↓↓↓

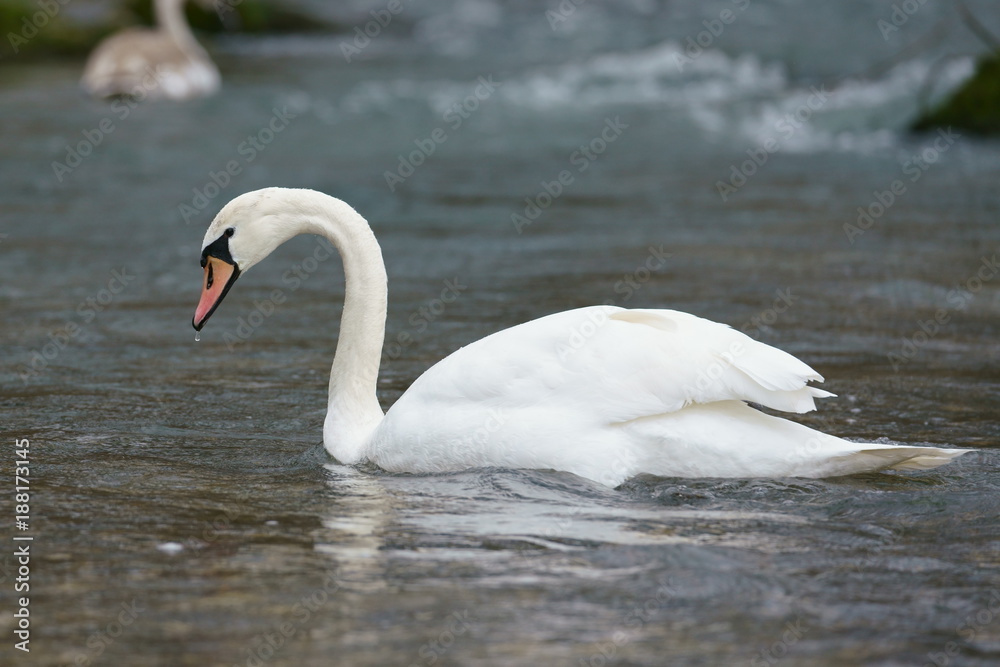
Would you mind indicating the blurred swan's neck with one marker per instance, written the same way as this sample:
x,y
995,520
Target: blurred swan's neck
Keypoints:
x,y
170,17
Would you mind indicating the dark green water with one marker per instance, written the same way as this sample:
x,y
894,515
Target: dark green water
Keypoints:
x,y
187,482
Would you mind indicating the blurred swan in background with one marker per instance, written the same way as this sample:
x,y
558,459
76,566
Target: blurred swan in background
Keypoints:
x,y
602,392
165,62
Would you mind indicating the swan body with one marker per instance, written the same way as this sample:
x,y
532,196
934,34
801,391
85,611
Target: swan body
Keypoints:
x,y
602,392
163,63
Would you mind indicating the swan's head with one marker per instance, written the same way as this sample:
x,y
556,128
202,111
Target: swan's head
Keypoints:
x,y
245,231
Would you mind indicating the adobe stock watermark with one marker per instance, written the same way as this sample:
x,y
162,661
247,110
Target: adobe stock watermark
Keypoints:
x,y
292,279
695,45
98,642
773,654
958,299
606,652
627,286
581,158
785,128
247,151
454,116
93,137
424,316
914,167
363,35
264,646
87,310
31,26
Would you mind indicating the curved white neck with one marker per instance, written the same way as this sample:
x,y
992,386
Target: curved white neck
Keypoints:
x,y
353,411
170,17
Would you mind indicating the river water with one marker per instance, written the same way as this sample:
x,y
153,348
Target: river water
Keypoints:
x,y
183,510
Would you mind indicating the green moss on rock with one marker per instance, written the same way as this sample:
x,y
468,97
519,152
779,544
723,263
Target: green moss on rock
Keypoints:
x,y
255,16
974,107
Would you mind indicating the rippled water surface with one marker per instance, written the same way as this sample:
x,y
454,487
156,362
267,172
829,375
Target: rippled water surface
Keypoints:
x,y
187,481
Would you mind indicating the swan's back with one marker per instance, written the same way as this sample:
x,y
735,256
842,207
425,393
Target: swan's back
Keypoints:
x,y
609,393
140,62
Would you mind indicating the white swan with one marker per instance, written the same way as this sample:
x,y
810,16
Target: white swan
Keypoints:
x,y
603,392
162,63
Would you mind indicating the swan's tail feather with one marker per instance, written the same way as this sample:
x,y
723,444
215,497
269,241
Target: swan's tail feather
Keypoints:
x,y
899,457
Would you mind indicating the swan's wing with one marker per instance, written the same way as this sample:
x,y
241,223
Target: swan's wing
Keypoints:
x,y
608,393
623,365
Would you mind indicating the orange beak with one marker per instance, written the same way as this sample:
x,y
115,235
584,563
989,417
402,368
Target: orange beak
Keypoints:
x,y
219,277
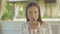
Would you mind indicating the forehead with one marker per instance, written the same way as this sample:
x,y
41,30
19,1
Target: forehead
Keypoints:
x,y
33,8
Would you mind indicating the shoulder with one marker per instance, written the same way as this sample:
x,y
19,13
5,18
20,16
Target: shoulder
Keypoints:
x,y
24,25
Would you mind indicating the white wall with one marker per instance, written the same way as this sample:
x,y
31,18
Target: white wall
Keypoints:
x,y
13,27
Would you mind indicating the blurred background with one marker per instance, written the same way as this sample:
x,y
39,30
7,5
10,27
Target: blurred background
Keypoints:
x,y
12,15
14,9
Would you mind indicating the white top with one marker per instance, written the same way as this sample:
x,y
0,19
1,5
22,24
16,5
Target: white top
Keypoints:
x,y
44,29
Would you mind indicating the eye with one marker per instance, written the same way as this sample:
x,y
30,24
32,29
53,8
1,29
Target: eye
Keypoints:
x,y
30,12
35,12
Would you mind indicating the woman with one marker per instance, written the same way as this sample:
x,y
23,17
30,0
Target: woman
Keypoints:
x,y
34,23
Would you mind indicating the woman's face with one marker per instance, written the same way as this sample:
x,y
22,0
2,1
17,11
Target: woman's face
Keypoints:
x,y
33,13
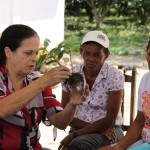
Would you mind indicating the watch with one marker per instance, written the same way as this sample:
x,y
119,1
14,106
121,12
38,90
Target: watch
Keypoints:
x,y
75,134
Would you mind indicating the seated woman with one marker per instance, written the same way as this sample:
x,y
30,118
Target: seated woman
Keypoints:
x,y
138,135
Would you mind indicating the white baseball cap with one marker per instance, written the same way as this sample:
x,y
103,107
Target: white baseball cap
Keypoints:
x,y
96,36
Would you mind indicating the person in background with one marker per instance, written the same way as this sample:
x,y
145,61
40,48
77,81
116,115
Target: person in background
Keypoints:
x,y
98,120
26,98
138,135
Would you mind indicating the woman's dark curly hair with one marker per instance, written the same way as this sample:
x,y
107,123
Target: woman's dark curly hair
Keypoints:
x,y
12,37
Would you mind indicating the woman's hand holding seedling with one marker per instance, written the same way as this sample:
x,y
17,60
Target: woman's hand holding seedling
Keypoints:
x,y
54,76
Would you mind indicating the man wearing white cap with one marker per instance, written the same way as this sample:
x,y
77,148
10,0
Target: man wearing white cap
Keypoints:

↑↑↑

YOUR OBJECTIVE -
Please return, word for word, the lines of the records above from the line holding "Would you mind indicating the woman with" through the end of the records, inclusive, leaving out the pictures.

RESULT OF THIS EXERCISE -
Would you mind indicating the woman with one marker per instance, written the same way as this sample:
x,y
23,17
30,0
Target: woman
Keypoints:
x,y
34,23
Would you mind indicating the woman's face with one marker per instance, written the same way as this sample:
x,y
22,0
2,1
17,11
Target: woman's face
Keypoints:
x,y
33,13
Would you mind indicating the watch with one marker per instance, written the same way as this sample:
x,y
119,1
14,106
121,12
38,90
Target: watch
Keypoints:
x,y
75,134
Would you mind indicating the seated woman with one marker per instance, written the same way as this sample:
x,y
30,118
Target: seated woman
Keypoints:
x,y
138,135
Would you mind indicating the white baseball cap with one marker per instance, written the same way as this sample:
x,y
103,107
Target: white baseball cap
Keypoints:
x,y
96,36
Would you mind indicating the person in background with one marker per instance, written the same way as this sample:
x,y
145,61
40,48
77,81
116,115
Target: person in background
Keypoints:
x,y
98,120
26,98
138,135
Would you mind indicating the woman's dark curly hair with one marker per instance, written the same way as this sample:
x,y
107,123
Target: woman's dark curly hair
Keypoints:
x,y
12,37
Would you mind indicating the woman's hand holding seedling with one marker per instance, written the same way as this sample:
x,y
17,60
Target: woman's hand holding seedling
Keypoints:
x,y
54,76
Would you mind indicating the man wearing white cap with one marker per instance, written the same way as this sample:
x,y
77,148
10,0
Target: man wearing white cap
Keypoints:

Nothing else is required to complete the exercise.